Phytate, the salt form of phytic acid (myo-inositol 1,2,3,4,5,6-hexakis dihydrogen phosphate), accounts for over 80% of total phosphorus in cereals and legumes, which, together with oilseed crops, are grown on over 90% of the world's harvested area (Reddy N. R., Pierson M. D., Sathe S. K. and Salunkhe D. K., 1989, Phytases in legumes and cereals. CRC Press, Inc., Boca Raton, Fla.). Although phytate is a storage form of phosphorus, phosphorus is not readily available to animals or plants, as a specific enzyme is required for the hydrolysis of phytate into inorganic phosphate.
Phytase, the enzyme that prefers phytate as its substrate, increases the availability of utilizable phosphorus by catalyzing the conversion of phytate into inorganic phosphate and myo-inositol phosphate and releasing phosphate to be utilized by animals and plants.
Over-expression of the phytase enzyme has been a long term and competitive topic in the biotechnology and enzyme production industry, due to the economical and environmental importance of the enzyme. Researchers have found ways to over-express the enzyme with the highest activity and the least number of purification steps to be carried out. Earlier studies on phytase expression were concerned with the extraction and production of the enzyme from fungal sources, which, until now, have been the only known source of for animal feed.

* _SOURCE MATERIAL_:

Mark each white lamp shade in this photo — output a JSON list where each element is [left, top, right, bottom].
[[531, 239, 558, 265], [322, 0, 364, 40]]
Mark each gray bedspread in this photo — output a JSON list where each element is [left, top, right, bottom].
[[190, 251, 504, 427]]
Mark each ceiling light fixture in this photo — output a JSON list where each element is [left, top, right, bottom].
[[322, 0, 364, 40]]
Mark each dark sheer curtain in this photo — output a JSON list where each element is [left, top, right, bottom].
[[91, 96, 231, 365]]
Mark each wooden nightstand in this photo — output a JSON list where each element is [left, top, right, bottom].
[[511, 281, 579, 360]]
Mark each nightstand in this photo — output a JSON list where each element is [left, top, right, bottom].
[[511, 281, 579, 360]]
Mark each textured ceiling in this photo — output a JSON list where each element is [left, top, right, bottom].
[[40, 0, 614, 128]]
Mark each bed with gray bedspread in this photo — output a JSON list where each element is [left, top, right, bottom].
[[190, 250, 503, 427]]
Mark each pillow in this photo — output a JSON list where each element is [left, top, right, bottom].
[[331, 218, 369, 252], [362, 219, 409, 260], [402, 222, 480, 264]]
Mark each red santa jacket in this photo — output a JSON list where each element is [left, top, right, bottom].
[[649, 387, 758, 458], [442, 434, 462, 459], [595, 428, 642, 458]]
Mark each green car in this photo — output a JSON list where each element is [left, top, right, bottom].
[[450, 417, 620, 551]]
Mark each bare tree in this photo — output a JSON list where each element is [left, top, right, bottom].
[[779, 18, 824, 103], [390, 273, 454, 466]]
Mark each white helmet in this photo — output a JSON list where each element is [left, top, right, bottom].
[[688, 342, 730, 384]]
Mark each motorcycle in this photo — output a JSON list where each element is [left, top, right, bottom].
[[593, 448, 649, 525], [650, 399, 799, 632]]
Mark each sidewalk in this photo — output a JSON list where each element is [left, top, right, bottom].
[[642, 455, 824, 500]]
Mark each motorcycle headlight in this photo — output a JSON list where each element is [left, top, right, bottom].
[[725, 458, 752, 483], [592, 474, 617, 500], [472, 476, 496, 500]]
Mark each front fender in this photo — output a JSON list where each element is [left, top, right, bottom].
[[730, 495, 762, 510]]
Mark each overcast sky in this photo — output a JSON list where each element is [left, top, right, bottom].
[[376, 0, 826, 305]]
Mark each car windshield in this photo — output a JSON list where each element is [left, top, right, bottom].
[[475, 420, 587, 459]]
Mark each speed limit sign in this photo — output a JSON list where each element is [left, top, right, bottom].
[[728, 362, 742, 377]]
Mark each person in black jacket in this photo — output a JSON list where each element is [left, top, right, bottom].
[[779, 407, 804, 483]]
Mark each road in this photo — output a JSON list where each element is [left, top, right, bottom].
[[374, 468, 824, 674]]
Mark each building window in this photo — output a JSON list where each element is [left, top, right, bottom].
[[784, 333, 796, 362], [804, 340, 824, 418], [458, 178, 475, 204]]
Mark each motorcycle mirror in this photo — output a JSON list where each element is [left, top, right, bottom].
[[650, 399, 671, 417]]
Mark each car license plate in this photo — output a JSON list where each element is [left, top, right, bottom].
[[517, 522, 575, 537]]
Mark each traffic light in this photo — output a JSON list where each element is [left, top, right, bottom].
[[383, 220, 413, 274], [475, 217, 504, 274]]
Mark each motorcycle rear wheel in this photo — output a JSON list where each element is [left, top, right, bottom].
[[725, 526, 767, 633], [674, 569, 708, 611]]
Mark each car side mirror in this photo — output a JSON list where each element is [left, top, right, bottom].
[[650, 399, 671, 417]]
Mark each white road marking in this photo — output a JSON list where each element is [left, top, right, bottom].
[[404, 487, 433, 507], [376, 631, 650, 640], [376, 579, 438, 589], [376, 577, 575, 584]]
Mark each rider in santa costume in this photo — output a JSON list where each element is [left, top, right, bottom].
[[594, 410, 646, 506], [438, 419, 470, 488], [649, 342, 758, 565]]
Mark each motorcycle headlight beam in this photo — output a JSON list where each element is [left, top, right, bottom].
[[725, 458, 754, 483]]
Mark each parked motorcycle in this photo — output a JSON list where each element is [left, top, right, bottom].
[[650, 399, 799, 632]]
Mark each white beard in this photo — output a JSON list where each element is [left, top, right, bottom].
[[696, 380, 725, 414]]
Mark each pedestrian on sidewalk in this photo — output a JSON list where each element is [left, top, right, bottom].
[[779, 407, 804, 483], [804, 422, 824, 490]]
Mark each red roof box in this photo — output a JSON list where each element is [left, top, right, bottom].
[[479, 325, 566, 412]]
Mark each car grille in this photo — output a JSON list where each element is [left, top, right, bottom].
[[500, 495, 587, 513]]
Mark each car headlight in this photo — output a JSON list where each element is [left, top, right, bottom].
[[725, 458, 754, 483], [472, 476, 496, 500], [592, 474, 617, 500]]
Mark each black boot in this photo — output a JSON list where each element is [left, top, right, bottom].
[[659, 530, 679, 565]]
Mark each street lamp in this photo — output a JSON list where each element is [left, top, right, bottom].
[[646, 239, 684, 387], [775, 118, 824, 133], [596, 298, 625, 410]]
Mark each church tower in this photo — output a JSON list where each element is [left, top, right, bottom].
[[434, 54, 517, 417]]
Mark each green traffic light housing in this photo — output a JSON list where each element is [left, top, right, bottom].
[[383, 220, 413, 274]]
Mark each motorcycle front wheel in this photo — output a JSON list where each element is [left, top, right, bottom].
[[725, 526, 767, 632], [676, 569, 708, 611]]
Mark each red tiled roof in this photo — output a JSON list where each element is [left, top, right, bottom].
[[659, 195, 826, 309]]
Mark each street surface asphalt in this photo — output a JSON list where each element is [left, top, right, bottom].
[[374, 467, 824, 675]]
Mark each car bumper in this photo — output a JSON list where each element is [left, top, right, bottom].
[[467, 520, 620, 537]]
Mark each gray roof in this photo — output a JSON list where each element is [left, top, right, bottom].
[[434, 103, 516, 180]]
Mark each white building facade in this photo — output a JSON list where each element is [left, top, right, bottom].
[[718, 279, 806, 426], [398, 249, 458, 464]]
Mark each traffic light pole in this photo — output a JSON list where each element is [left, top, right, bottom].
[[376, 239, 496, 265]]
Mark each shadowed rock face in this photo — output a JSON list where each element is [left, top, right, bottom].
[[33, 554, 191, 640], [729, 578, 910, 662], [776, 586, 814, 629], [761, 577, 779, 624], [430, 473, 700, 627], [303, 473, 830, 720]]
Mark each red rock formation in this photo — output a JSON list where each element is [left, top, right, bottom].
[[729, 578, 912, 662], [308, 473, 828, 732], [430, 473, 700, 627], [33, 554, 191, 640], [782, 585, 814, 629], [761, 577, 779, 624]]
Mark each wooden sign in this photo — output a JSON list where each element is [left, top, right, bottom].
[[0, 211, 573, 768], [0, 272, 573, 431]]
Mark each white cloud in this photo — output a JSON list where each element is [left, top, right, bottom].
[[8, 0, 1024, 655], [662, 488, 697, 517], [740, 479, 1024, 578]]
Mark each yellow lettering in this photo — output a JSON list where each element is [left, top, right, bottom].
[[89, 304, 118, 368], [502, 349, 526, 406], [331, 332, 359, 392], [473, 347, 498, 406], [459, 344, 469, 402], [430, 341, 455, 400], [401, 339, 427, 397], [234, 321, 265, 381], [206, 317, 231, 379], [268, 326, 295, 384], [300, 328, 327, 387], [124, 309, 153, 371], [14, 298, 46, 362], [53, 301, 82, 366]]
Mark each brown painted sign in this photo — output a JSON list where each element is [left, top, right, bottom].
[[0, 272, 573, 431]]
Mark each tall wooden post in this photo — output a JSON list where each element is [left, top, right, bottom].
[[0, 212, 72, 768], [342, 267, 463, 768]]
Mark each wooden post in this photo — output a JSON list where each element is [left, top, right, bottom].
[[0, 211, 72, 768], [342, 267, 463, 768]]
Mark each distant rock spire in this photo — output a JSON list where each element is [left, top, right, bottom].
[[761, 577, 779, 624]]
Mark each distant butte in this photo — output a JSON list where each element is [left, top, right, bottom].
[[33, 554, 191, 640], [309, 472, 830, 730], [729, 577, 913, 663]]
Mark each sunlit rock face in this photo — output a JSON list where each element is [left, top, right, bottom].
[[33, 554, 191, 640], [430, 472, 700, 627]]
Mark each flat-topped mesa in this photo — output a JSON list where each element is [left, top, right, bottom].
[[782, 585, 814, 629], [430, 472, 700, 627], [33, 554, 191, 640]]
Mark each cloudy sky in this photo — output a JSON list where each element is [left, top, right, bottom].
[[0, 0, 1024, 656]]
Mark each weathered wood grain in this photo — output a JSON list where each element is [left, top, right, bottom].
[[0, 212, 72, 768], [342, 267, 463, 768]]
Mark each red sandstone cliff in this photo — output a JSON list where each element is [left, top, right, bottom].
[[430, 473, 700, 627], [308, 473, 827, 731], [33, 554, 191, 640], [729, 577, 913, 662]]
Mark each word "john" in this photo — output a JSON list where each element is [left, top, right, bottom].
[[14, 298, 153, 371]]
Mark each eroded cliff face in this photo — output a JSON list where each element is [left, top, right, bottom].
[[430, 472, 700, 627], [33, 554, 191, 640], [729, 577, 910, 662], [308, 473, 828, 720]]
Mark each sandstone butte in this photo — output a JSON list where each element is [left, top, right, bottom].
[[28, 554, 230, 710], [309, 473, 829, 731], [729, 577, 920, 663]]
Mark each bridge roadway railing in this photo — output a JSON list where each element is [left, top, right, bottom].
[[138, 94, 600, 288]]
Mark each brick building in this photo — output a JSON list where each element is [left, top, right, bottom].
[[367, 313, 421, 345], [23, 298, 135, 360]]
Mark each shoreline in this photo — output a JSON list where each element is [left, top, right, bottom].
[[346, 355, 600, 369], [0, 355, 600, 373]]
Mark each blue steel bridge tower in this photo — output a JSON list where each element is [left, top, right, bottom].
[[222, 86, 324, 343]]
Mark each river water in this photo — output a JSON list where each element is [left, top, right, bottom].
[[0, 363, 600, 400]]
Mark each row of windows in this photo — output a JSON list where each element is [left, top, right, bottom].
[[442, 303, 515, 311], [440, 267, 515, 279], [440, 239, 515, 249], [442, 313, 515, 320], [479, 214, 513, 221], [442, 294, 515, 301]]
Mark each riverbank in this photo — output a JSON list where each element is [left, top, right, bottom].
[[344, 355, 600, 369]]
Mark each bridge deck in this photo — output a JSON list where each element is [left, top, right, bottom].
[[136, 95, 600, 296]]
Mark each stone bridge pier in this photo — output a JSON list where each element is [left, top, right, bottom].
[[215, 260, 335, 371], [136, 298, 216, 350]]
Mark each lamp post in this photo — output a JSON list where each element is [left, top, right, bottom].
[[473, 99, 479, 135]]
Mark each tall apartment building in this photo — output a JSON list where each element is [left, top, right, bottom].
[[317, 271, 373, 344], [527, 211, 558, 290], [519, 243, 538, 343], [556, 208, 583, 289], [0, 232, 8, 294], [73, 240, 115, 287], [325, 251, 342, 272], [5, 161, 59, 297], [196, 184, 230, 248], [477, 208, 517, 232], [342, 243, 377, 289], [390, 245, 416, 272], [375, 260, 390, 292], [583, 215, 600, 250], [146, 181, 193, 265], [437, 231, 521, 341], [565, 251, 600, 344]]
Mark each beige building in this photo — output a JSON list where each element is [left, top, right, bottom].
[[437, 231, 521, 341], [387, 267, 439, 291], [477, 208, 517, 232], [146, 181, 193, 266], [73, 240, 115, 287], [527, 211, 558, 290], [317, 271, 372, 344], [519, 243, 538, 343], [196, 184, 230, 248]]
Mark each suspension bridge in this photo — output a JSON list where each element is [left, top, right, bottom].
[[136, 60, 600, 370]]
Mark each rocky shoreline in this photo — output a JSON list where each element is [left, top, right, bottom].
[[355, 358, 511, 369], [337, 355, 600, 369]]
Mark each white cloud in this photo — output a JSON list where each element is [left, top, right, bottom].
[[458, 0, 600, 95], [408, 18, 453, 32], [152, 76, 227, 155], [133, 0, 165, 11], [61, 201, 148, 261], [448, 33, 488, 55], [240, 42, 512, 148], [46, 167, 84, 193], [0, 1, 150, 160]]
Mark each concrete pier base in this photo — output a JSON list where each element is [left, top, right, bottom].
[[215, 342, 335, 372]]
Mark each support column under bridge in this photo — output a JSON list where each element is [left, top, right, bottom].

* _WORK INSTRUCTIONS_:
• 1. Summarize the text on phytate and phytase in two sentences.
• 2. Copy the portion of the phytate and phytase text between "Phytate, the salt" and "animals and plants.", inclusive, substituting "crops" for "plants".
• 3. List every author named in the reference cited in the phytate and phytase text.

* _SOLUTIONS PER TASK_:
• 1. Phytate, the salt form of phytic acid, accounts for over 80% of total phosphorus in cereals and legumes, but that phosphorus is not readily available to animals or plants because a specific enzyme is needed to hydrolyze phytate into inorganic phosphate. Phytase is that enzyme, catalyzing the conversion of phytate into inorganic phosphate and myo-inositol phosphate, and its over-expression has been a long-term, competitive topic in the biotechnology and enzyme production industry because of its economic and environmental importance.

• 2.
Phytate, the salt form of phytic acid (myo-inositol 1,2,3,4,5,6-hexakis dihydrogen phosphate), accounts for over 80% of total phosphorus in cereals and legumes, which, together with oilseed crops, are grown on over 90% of the world's harvested area (Reddy N. R., Pierson M. D., Sathe S. K. and Salunkhe D. K., 1989, Phytases in legumes and cereals. CRC Press, Inc., Boca Raton, Fla.). Although phytate is a storage form of phosphorus, phosphorus is not readily available to animals or crops, as a specific enzyme is required for the hydrolysis of phytate into inorganic phosphate.
Phytase, the enzyme that prefers phytate as its substrate, increases the availability of utilizable phosphorus by catalyzing the conversion of phytate into inorganic phosphate and myo-inositol phosphate and releasing phosphate to be utilized by animals and crops.

• 3. Reddy N. R., Pierson M. D., Sathe S. K., Salunkhe D. K.